◆ **Exercise brief**: Count the lines in the listing below that contain the string "photo". Reply with the number alone.

◆ **Supplied records**:
[Begin]
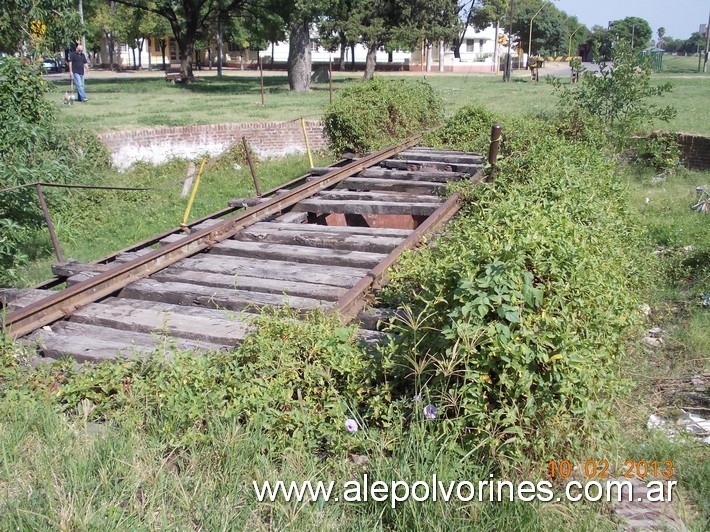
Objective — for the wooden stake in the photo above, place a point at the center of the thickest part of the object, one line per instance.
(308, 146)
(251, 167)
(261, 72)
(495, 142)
[End]
[Begin]
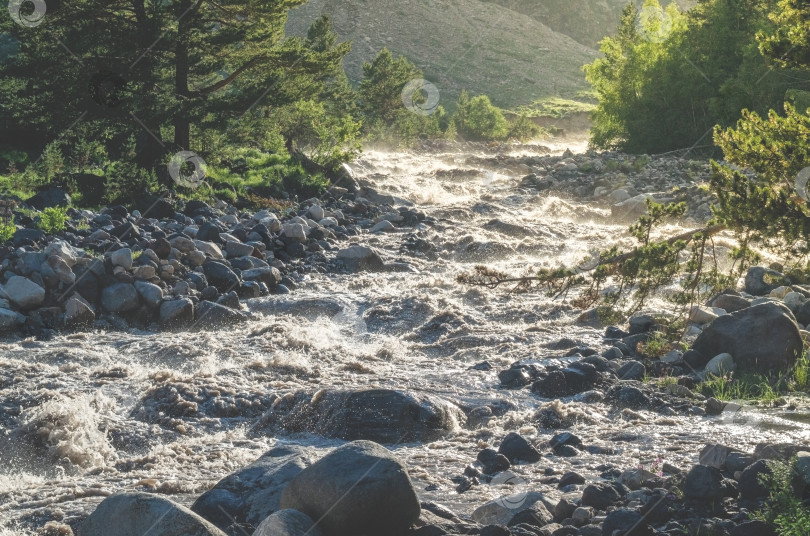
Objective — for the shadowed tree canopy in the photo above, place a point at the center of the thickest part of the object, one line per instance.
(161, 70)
[End]
◆ **Solution**: 2